(Entries for pointing and labeling)
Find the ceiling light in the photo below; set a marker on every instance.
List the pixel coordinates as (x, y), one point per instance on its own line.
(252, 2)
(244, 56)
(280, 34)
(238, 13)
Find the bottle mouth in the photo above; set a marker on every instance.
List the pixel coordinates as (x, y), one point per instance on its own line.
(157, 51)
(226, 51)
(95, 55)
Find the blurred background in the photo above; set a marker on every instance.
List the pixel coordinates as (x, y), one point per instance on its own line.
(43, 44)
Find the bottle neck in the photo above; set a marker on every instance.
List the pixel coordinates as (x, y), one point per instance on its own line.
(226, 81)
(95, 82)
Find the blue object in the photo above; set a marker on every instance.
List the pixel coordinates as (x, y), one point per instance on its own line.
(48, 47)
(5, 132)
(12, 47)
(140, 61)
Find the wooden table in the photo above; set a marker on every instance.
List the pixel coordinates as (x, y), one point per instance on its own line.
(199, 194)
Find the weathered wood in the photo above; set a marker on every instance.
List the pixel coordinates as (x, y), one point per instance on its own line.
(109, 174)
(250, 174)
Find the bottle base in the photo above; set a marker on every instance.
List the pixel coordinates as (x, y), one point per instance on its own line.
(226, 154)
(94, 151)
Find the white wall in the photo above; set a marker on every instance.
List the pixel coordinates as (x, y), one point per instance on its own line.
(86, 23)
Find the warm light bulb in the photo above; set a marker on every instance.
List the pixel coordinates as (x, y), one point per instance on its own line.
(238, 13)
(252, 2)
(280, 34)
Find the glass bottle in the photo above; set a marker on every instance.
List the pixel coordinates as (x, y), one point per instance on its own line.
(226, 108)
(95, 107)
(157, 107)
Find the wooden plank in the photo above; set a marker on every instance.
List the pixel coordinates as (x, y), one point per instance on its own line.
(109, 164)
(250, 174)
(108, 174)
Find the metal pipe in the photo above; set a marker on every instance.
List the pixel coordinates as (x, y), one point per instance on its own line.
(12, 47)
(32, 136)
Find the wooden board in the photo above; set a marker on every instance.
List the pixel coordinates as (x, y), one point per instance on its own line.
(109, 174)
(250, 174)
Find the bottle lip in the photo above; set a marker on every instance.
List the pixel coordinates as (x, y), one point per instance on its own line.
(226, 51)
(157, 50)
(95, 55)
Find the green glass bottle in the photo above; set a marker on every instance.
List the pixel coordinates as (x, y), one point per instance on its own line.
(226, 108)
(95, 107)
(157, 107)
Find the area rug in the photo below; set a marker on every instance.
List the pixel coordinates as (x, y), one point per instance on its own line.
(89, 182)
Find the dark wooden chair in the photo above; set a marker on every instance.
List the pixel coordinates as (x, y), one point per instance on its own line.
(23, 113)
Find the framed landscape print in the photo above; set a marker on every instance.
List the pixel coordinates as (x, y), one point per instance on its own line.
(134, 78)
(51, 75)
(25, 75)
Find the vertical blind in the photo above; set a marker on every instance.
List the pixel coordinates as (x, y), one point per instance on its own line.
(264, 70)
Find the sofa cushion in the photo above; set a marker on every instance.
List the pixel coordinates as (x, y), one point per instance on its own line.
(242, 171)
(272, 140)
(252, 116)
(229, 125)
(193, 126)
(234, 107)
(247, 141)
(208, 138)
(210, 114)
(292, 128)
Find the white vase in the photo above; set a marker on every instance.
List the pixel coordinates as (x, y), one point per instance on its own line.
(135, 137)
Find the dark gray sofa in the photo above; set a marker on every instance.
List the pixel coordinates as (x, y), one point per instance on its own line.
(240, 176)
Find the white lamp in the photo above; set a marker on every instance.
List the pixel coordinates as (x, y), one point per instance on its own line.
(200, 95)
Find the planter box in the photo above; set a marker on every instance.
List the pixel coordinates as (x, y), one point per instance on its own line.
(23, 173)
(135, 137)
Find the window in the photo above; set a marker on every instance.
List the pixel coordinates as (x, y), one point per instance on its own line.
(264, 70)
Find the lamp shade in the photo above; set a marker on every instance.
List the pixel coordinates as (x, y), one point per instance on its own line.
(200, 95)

Given exercise: Please print all of the lines above again, unchanged and in the same order.

Right answer:
Find the ceiling light in the photo below; set a marker on every instance.
List the pixel coordinates as (x, y), one point per instance on its own line.
(252, 2)
(244, 56)
(280, 34)
(238, 13)
Find the bottle mouth in the photo above; set a marker on every instance.
List the pixel coordinates as (x, y), one point per instance on its own line.
(157, 51)
(226, 51)
(95, 55)
Find the blurred background in the photo above; set a marker on every instance.
List the pixel coordinates as (x, y), one point per instance on its own line.
(43, 44)
Find the bottle neck in the photo above; set a marker on every instance.
List the pixel coordinates as (x, y), one point per instance on its own line.
(226, 81)
(95, 82)
Find the blue object in the photo above; set a marker on every instance.
List the pixel coordinates as (x, y), one point per instance on its own line.
(48, 47)
(5, 132)
(12, 47)
(140, 61)
Find the wooden table in the photo above; set a marker on every instance.
List the pixel coordinates as (x, y), one point per instance on its own line.
(199, 194)
Find the weathered wood in the photo above; set a marker on every instance.
List the pixel coordinates as (x, y), one point per instance on its own line.
(109, 174)
(250, 174)
Find the bottle base in the photo above; set a marker on every instance.
List the pixel coordinates as (x, y), one point per instance on its own line.
(226, 154)
(94, 151)
Find the white wall in the photo above; set a marker on every instance.
List the pixel coordinates as (x, y), one point per instance on its own line.
(86, 23)
Find the warm light bulb in the photo above; set a marker on every instance.
List the pixel coordinates as (x, y), one point per instance on its own line.
(238, 13)
(252, 2)
(280, 34)
Find the glass bottle in the photo above; set a marker on every instance.
List the pixel coordinates as (x, y), one point per instance on its own line.
(226, 108)
(95, 107)
(157, 107)
Find the wooden plank in the photo above; set a marker on every instance.
List the pixel coordinates as (x, y), one point per instance on its own line.
(109, 164)
(250, 174)
(108, 174)
Find the metal pipe in the photo above; set a marker on every instance.
List the pixel coordinates as (x, y), one point per instance on its own line.
(12, 47)
(32, 136)
Find the wooden board in the photo above; set a marker on every instance.
List the pixel coordinates as (x, y), one point per instance on its own line.
(109, 174)
(250, 174)
Find the bottle lip in the photo above; set a marker on every instance.
List the pixel coordinates as (x, y), one point per instance on its own line.
(226, 51)
(157, 50)
(95, 55)
Find the green glass bottle in the photo above; set a marker on every instance.
List the pixel coordinates as (x, y), one point per instance on its own line.
(226, 108)
(95, 107)
(157, 107)
Find the area rug in the photo below; set a marker on every instance.
List the pixel coordinates as (x, y), one point per instance on its own line.
(89, 182)
Find the dark wooden chair in the photo above; set a marker on every instance.
List the pixel coordinates as (x, y), one point per instance on its own line.
(23, 113)
Find the framed landscape print in the photo above; set a marker on every instance.
List the pixel coordinates as (x, y), one point per instance on its own line.
(134, 78)
(51, 75)
(25, 75)
Find the vertical blind in the photo above; set a marker on every instance.
List the pixel coordinates as (x, y), one point per instance on its own line.
(264, 70)
Find the sofa cushion in the photo above; set a marker on every instance.
List the pixel coordinates as (x, y), one point per instance on its own line.
(242, 171)
(272, 140)
(252, 116)
(229, 125)
(193, 126)
(234, 107)
(247, 141)
(208, 138)
(210, 114)
(292, 128)
Find the white vase in the photo above; set a marker on every instance.
List the pixel coordinates as (x, y), one point per instance on its own line.
(135, 137)
Find the dark gray sofa in the photo above; set a marker on every instance.
List the pixel coordinates as (x, y), one point per instance on its own line.
(240, 176)
Find the white lamp in the photo above; set a marker on every instance.
List the pixel coordinates as (x, y), one point per instance on its own line.
(200, 95)
Find the planter box in the photo above; set a marker on every instance.
List the pixel coordinates as (x, y), one point per instance on its own line.
(23, 173)
(135, 137)
Find the window in the photo above; set a marker on every instance.
List the pixel coordinates as (x, y), one point per instance on its own line.
(264, 70)
Find the lamp shade in the photo above; set a marker on every instance.
List the pixel coordinates as (x, y), one point per instance on its own line.
(200, 95)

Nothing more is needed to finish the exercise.